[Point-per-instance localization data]
....................

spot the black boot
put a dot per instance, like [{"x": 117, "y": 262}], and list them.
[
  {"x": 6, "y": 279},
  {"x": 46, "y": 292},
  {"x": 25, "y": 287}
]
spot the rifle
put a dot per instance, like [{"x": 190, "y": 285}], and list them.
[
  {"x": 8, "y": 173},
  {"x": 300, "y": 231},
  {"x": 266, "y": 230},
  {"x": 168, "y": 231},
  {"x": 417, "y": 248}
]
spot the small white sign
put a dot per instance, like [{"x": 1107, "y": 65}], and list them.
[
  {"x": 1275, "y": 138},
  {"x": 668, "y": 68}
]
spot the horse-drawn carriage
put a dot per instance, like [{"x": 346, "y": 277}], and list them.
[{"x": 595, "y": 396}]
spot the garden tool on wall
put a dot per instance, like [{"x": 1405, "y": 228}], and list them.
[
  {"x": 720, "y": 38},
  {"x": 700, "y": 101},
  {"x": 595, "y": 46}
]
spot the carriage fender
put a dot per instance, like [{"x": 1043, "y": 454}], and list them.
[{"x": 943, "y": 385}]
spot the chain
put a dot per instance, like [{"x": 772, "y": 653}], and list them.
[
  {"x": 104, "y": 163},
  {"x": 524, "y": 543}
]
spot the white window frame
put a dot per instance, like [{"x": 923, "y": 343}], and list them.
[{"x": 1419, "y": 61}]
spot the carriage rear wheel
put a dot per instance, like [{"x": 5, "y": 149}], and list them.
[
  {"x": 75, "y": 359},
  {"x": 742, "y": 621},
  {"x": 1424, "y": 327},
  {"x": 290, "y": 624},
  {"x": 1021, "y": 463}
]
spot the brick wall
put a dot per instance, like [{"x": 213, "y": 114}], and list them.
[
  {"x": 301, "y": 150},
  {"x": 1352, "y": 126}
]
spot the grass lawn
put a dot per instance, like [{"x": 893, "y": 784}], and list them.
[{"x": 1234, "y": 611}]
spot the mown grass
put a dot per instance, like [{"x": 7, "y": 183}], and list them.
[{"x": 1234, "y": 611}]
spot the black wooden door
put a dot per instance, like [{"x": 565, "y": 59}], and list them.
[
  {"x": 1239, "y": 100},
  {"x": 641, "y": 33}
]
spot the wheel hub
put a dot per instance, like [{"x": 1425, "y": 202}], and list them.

....................

= Assignment =
When you reach the line containing "spot the horse-drawn carriage" in the data above, start copying exactly, and stop after the line containing "spot the chain".

= Exercise response =
spot the horse-drawn carriage
put a dot per instance, like [{"x": 346, "y": 277}], and list them.
[{"x": 595, "y": 396}]
spot the garden tool on wall
put a dot per instance, like [{"x": 1405, "y": 228}], and list them.
[
  {"x": 720, "y": 38},
  {"x": 700, "y": 101},
  {"x": 595, "y": 46}
]
spot the carriage fender
put a dot per instance, like [{"x": 1043, "y": 454}], and list them.
[{"x": 943, "y": 385}]
spot the chain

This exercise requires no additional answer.